Exercise requirements
Write the listing below out again exactly, dropping the images.

Extracted records
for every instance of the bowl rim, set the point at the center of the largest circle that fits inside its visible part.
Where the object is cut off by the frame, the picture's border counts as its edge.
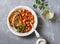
(27, 33)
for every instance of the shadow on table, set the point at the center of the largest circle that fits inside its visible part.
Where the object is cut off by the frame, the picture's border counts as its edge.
(54, 19)
(39, 27)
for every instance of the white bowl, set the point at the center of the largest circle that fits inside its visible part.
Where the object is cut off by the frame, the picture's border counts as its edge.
(27, 33)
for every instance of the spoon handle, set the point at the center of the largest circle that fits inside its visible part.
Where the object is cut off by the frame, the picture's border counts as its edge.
(37, 34)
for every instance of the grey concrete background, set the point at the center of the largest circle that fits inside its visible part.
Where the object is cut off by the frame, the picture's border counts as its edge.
(48, 29)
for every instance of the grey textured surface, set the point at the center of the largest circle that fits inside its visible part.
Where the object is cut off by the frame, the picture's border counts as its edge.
(49, 29)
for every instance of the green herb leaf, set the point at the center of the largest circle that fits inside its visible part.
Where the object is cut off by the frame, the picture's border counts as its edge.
(40, 7)
(38, 2)
(46, 4)
(35, 6)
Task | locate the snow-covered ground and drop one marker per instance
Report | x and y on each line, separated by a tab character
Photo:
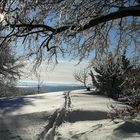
74	115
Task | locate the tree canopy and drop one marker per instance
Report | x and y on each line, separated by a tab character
78	27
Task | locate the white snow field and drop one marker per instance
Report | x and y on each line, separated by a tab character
71	115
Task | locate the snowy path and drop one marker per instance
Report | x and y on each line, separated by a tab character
56	119
74	115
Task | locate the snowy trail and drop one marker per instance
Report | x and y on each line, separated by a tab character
56	119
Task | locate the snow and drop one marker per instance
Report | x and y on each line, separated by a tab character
74	115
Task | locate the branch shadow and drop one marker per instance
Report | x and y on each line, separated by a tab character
127	129
81	115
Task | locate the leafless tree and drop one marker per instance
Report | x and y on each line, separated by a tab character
77	27
10	68
82	76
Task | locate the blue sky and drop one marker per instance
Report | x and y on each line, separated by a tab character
61	73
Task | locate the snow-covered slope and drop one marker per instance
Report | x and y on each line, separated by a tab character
74	115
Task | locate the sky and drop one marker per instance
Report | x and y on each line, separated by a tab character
61	73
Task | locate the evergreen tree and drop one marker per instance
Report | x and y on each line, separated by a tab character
111	75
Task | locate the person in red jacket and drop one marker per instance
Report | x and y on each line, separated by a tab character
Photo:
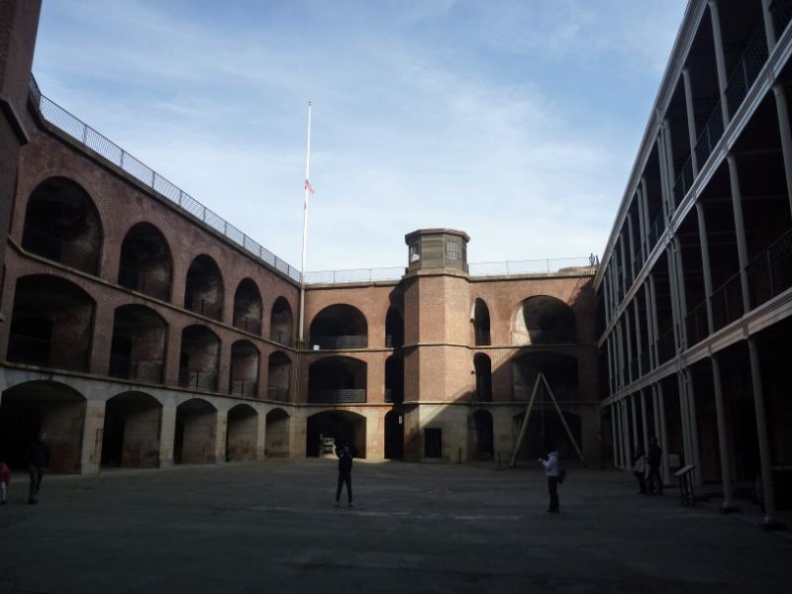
38	460
345	455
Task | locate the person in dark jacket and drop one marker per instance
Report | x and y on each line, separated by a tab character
38	461
653	459
552	471
345	455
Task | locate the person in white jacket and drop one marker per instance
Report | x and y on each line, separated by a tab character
552	471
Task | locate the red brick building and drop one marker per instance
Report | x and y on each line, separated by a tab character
143	330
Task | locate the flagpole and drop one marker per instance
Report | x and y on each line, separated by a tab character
301	334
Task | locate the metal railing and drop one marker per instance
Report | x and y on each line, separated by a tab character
747	70
394	395
770	273
344	396
278	393
58	250
697	324
782	14
282	337
125	367
248	325
247	388
201	380
93	140
709	137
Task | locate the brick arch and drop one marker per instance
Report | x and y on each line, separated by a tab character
62	224
146	262
544	320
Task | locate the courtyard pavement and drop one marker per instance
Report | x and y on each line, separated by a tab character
271	527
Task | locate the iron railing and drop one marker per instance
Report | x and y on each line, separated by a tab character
124	367
349	341
343	396
782	14
697	324
282	337
93	140
394	395
136	280
709	137
747	70
248	325
278	393
247	388
56	249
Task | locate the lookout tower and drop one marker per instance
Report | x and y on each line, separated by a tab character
437	250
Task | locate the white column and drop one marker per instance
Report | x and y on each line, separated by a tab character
93	432
691	119
769	25
720	59
761	430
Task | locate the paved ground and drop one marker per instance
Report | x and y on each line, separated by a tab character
272	527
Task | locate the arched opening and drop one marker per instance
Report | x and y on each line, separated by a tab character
546	432
242	434
31	407
394	328
337	380
51	323
339	327
138	345
198	363
62	225
394	435
243	377
278	377
560	371
277	435
196	430
146	262
281	322
203	292
247	307
482	435
483	366
394	378
131	435
342	426
481	323
544	320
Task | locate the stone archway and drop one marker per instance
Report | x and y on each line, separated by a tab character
52	407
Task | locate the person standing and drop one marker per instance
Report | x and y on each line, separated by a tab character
38	461
653	459
639	469
552	471
345	455
5	478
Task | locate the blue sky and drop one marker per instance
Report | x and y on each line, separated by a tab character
516	121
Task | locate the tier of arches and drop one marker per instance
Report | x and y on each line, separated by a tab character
63	225
53	324
140	429
135	429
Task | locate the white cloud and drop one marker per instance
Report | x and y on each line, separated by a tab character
426	114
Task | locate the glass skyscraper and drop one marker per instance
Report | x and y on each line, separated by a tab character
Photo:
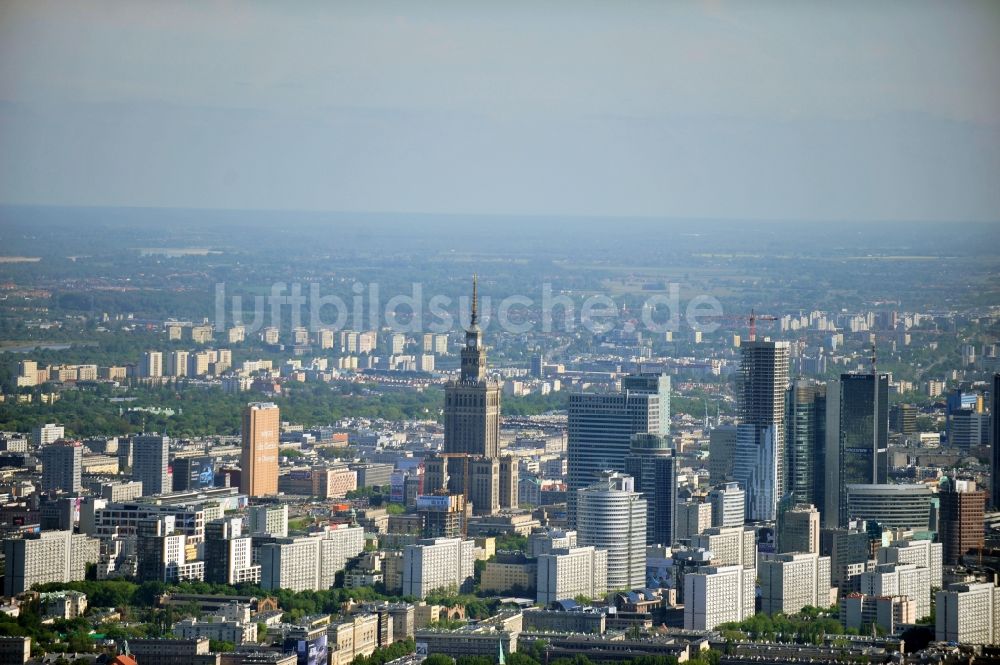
806	434
857	443
601	426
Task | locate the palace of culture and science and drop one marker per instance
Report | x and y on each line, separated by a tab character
471	464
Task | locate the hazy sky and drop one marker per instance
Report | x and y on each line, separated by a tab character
792	110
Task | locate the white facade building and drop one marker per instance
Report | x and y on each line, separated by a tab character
968	614
611	516
717	595
789	582
568	573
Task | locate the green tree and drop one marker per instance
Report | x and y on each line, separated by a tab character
438	659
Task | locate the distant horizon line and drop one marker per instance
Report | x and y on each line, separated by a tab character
509	215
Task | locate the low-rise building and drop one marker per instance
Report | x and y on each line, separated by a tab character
968	614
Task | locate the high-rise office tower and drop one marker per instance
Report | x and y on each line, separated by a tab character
798	529
151	463
857	440
62	464
968	613
268	520
791	581
806	434
652	462
759	466
509	478
161	550
721	454
228	553
259	458
484	492
718	594
612	516
570	572
903	419
472	404
995	439
177	363
693	517
728	503
152	364
961	524
601	425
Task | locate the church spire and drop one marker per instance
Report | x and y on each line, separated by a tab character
474	319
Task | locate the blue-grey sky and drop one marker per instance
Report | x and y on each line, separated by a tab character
769	110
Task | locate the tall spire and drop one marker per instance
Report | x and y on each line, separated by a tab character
474	319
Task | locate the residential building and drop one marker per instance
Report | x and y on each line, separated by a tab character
62	467
268	520
44	435
259	458
961	522
798	529
968	614
893	579
728	504
151	463
789	582
717	595
730	546
571	572
921	553
439	563
49	556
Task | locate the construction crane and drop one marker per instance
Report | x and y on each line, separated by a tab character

Correct output
for every instance of the bowl rim, set the point at the center of the largest circle that fits inside its visible part.
Where the object is cut off by the frame, the picture's border counts as its edge.
(27, 33)
for every instance of the shadow on table, set the point at the center of the largest circle that fits inside its visible part.
Where the object is cut off by the frame, the picture's border counts as its edge.
(54, 19)
(39, 27)
for every instance of the white bowl, set the point at the center of the largest circle that fits inside its visible part.
Where the object is cut off by the frame, the picture's border counts as its edge.
(27, 33)
for every instance of the spoon handle, set the point at the center of the largest circle that fits inside its visible part.
Where the object is cut off by the frame, the picture's border counts as its edge.
(37, 34)
for every instance of the grey concrete background, set the point at the center of the largest circle that fits inside its visible part.
Where the object is cut off by the frame, the picture's border counts as its edge.
(48, 29)
for every instance of the grey textured surface, set the point at the center of the largest circle that fits inside its visible part.
Where the object is cut off by the frame, the picture's border counts as its edge.
(49, 29)
for every instance of the green herb leaf, set the point at the center of the largest circle that fits inside its visible part.
Where the object is cut off by the frame, the picture's border counts as its edge.
(40, 7)
(38, 2)
(46, 4)
(35, 6)
Task | locate the snow-covered ground and drop one marker per instance
Report | x and y on each line, separated by a tab character
Photo:
74	115
Task | locate the tree canopy and drop one marker per instance
Report | x and y on each line, separated by a tab character
78	27
Task | locate the white snow field and drop one marker per instance
Report | x and y on each line, separated by a tab character
71	115
Task | locate the snowy path and drop one marker per instance
Report | x and y on each line, separated by a tab character
56	119
74	115
Task | locate the snowy trail and drop one marker per instance
Report | x and y on each line, separated by a tab character
56	119
Task | locate the snow and drop one marker per instance
Report | x and y on each line, separated by a tab character
74	115
Task | locate the branch shadow and drop one marker per instance
Report | x and y on each line, separated by a tab character
127	129
81	115
Task | locate the leafless tree and drop one marker per instance
Report | x and y on each line, separated by a tab character
77	27
10	68
82	76
Task | locate the blue sky and drop one marker per instance
Report | x and y on each line, separated by a tab character
61	73
Task | locate the snow-covered slope and drop one marker per instance
Report | x and y on each line, separated by a tab character
74	115
Task | locate the sky and drop one marker per instance
Report | x and y on each line, separated by a tab character
61	73
Task | locate the evergreen tree and drop one marker per instance
Report | x and y on each line, separated by a tab character
111	75
Task | locate the person in red jacket and drop one marker per instance
Report | x and y on each line, separated by a tab character
Photo:
38	460
345	455
Task | locate the person in dark jacket and drop one marker per instance
Report | x and y on each line, separated by a tab character
38	461
653	459
552	471
345	455
Task | locate the person in white jacket and drop one marker per instance
Report | x and y on each line, separated by a tab character
552	471
Task | locate the red brick building and drop one marker per instance
Report | x and y on each line, separated by a tab character
143	330
Task | locate the flagpole and drop one marker per instance
Report | x and y on each line, separated by a tab character
301	334
Task | locate the metal railing and drop one marker per instance
Report | x and y on each line, separated by a tab character
747	70
394	395
770	273
344	396
278	393
58	250
697	324
782	14
282	337
125	367
248	325
247	388
201	380
93	140
709	137
Task | locate the brick arch and drop one marker per instance
Report | x and y on each line, separated by a tab character
62	224
146	262
544	320
Task | locate the courtyard pavement and drop one marker per instance
Report | x and y on each line, separated by a tab character
271	527
Task | locate the iron railing and drop one marker per instance
Report | x and y on each line, separated by a tab character
124	367
349	341
343	396
782	14
697	324
282	337
93	140
394	395
136	280
709	137
747	70
248	325
278	393
247	388
56	249
Task | locate the lookout tower and drop one marker per instance
Report | x and y on each line, separated by a tab character
437	250
Task | locate the white column and drop one marker per instance
Report | x and y on each line, separated by a tab character
93	432
691	119
769	25
720	59
761	430
Task | locate the paved ground and drop one marker per instance
Report | x and y on each line, separated by a tab character
272	527
Task | locate the arched opening and drop one marker per instance
Report | x and y on each line, separated by a tab character
546	432
242	434
31	407
394	328
337	380
51	323
339	327
138	345
198	363
62	225
394	435
243	377
278	377
560	371
277	435
196	430
146	262
281	322
203	292
247	307
482	435
483	366
394	378
131	435
342	426
481	323
544	320
Task | locate the stone archway and drop one marker per instance
Report | x and y on each line, separated by a tab character
52	407
Task | locate the person standing and drop one marker per instance
Report | x and y on each line, separated by a tab character
38	461
653	459
639	469
552	471
345	455
5	478
Task | locate the blue sky and drop one marker per instance
Report | x and y on each line, separated by a tab character
516	121
Task | locate the tier of arches and drop one marker per instance
Report | x and y on each line, separated by a tab character
63	225
53	324
140	429
135	429
Task | locate the white cloud and drop one marker per instance
Report | x and y on each line, separated by a tab character
426	114
Task | locate the glass skyscraper and drop one marker per instance
Report | x and y on each line, separated by a tab character
Photo:
806	434
857	443
601	426
Task | locate the palace of culture and science and drop one marker per instance
Report | x and y on each line, separated by a tab character
471	464
Task | locate the hazy sky and drop one marker per instance
Report | x and y on each line, separated by a tab character
792	110
Task | locate the white facade building and drop one marker per instance
Report | x and y on each line, separated by a tab character
968	614
611	516
717	595
789	582
568	573
Task | locate the green tree and drop one marker per instance
Report | x and y on each line, separated by a tab character
438	659
Task | locate the distant horizon line and drop one marker per instance
Report | x and y on each line, separated by a tab character
509	215
Task | locate the low-rise building and drop one marker per instance
Report | x and y on each line, separated by a tab character
968	614
Task | locate the high-rise office tower and drop one marker per instance
Report | x and y on each line, separated by a tab character
798	529
151	463
857	440
62	464
968	613
268	520
791	581
806	434
652	462
759	466
509	478
161	550
721	454
228	553
259	458
484	492
718	594
612	516
570	572
903	419
472	404
995	439
177	363
693	517
728	503
152	364
961	524
601	425
Task | locate the church spire and drop one marker per instance
Report | x and y on each line, separated by a tab character
474	319
Task | locate the blue-grey sky and drop one marker per instance
Report | x and y on each line, separated by a tab character
769	110
Task | locate the tall spire and drop one marker per instance
Report | x and y on each line, separated by a tab character
474	319
Task | locate the residential building and drop one marker per instance
Report | x and y on each line, separated by a tab character
62	467
268	520
44	435
259	458
961	522
798	529
968	614
893	579
728	504
151	463
789	582
717	595
730	546
571	572
921	553
439	563
49	556
Task | locate the construction crane and drop one marker per instance
Report | x and y on each line, separated by a tab character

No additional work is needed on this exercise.